**Source:**
>> begin

Interview with Author Cas Peace

You can follow Cas more on her blog (here)
Cas Peace is an author of the non-fiction book ‘For the Love of Daisy’ and the triple-trilogy fantasy series, ‘Artesans of Albia’. She is also a freelance editor that loves helping fellow writers improve.



I’d like to thank Toni Grace for inviting me to be a part of March Madness. I
am honoured to be here! Second, I’d like to mention that as well as being a
fantasy and non fiction author, I’m a freelance editor, proofreader, and
creative writing coach. I also do manuscript critiques. Please see my website – – for full details and testimonials from satisfied clients.
There is a set pricing table but I am always open to negotiation. Why not give
me a try?
1.   What made you want to be
an Author?
I didn’t ever really
want to be an author. It was something that came about by accident! I was bored
one day and started to write out a little scene that had been in my mind since
watching a kids TV show back in the 1970s (I know – showing my age!). That
innocuous little scene burgeoned all by itself into a novel and suddenly, I
became a writer. Before I knew what was happening, I’d written a fantasy series
of nine books! Once a few people had read and liked what I’d written, I decided
to try to get my work published. And now I’m an author!
2.   How did you come up with
your character ideas for your books?
My main male character,
Taran, was inspired by the kids TV show I mentioned, although he’s nothing like
the magician in the show. It was called ‘Tarot, Ace of Wands’ but I didn’t want
to use the name Tarot, so I changed it to Taran. I’ve since learned that this
is the Welsh word for ‘thunder’, which is cool! My main female character (I
won’t give more details here in case people haven’t read the book) is really my
ideal kind of fantasy ‘heroine’. She’s strong without being arrogant, is
powerful yet humble, loyal yet vulnerable, confident yet flawed. She excels in
a male dominated world without being some kind of super-Amazonian female, and
she’s extremely beautiful without being soft or vain. Sound too good to be
true? Read King’s Envoy for yourself and see! (Buy it through my website
and you’ll get a signed
The other characters came
purely out of my imagination, except for King Elias. He’s the only character
based on a ‘real’ person. My favourite film or TV actor is Sean Bean, and I
simply love his portrayal of Richard Sharp, from Bernard Cornwell’s Sharp
novels. Elias is a slightly older Richard Sharp, and each time I see Elias,
he’s wearing Sean Bean’s face. *Swoon*!
3.   Are any of the events in
your book based on real life experiences?
There are no real-life events in my book as such but, as all
writers should, I drew heavily on my own feelings, emotions and expectations
when constructing my characters’ natures. Taran has a deep-rooted lack of
self-confidence, which I share, whereas my female lead exhibits qualities I
aspire to. I have experienced tragedy and bereavement in my life, and used
these to understand how different characters would react to such things in my
4.   Do you enjoy living in
UK or Italy more?
I love living in the UK. I love the weight of history the land
carries, and the feelings I get of connection to that history. There is an old
Roman road going through the fields where I walk my dogs, and my nearest town,
Basingstoke, was a stronghold of the Danes back in King Alfred’s day (871-899).

>> end

**Exercise instructions:**
A - Answer these from the interview with Cas Peace:
(i) Which TV show inspired the character Taran?
(ii) Which actor's face does King Elias wear?
(iii) Which town near the author was a stronghold of the Danes?
B - Say whether each statement agrees with the interview with Cas Peace. Answer yes or no, and quote the words that decide it.
(i) Cas Peace always wanted to be an author.
(ii) Taran is the Welsh word for "thunder."
(iii) Her book contains real-life events.
C - Carry the interview with Cas Peace forward past its final line.

**Data section:**
>> begin

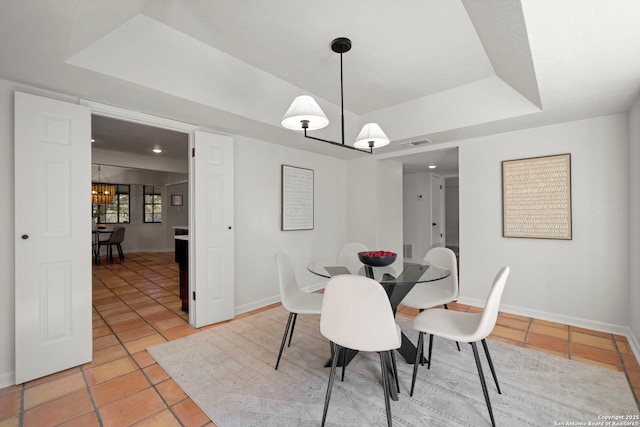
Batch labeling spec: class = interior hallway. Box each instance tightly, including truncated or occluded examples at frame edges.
[0,253,640,427]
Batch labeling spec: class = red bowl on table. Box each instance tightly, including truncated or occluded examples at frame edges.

>> end

**Outputs in order:**
A -
(i) 'Tarot, Ace of Wands'
(ii) Sean Bean
(iii) Basingstoke

B -
(i) No: "I didn’t ever really want to be an author."
(ii) Yes: "I’ve since learned that this is the Welsh word for ‘thunder’"
(iii) No: "There are no real-life events in my book as such"

C -
The name ‘Basingstoke’ comes from the Danish Basingas tribe, and in the name of
our local pub, the Hoddington Arms, ‘Hoddington’ is a derivation of ‘Odin’s
town’, as is Odiham, another nearby village. We are surrounded by ancient
history and I love how it colors my writing.
Yet I also love Italy and consider it a second home. I speak
Italian, although not fluently, and Rome is my favourite city of all. I love
returning for holidays whenever I can.
5.    Where is your favorite place to write?
     When I wrote my Artesans
of Albia series, I was living in a different house to my current cottage. It
was a very small house and at this time, my husband was also working from home.
Because he works with large maps (he’s a geophysicist) he needed my kitchen
table, so the only place left for me to work in peace was the conservatory on
the back of the house. This overlooked our garden and was full of my cactus
collection. It was a lovely place to write, although it was often too bright
and too hot in the summer, and too cold in the winter. Since we moved, my
husband has his own office in the grounds of our garden, and I have a dedicated
study. Finally I have the leather-topped desk I’ve always wanted, plus the
walls are covered in bookshelves and posters of my book covers and maps. Yet in
the summer, I still often write in the conservatory, which is still full of my
cactus collection!  
6.     Do your pets make any special appearances in
your writing?
     My current pets, two
rescue dogs, do not make any appearances in my fantasy novels. However, I adore
horses (I am a qualified horse-riding instructor and once owned my own Welsh
cob which I rode and drove in harness) and so horses feature strongly in my fantasy
series. Drum, the huge black stallion ridden by my heroine, is based on a breed
of horse called Friesian, and is the type of horse I would dearly love to own.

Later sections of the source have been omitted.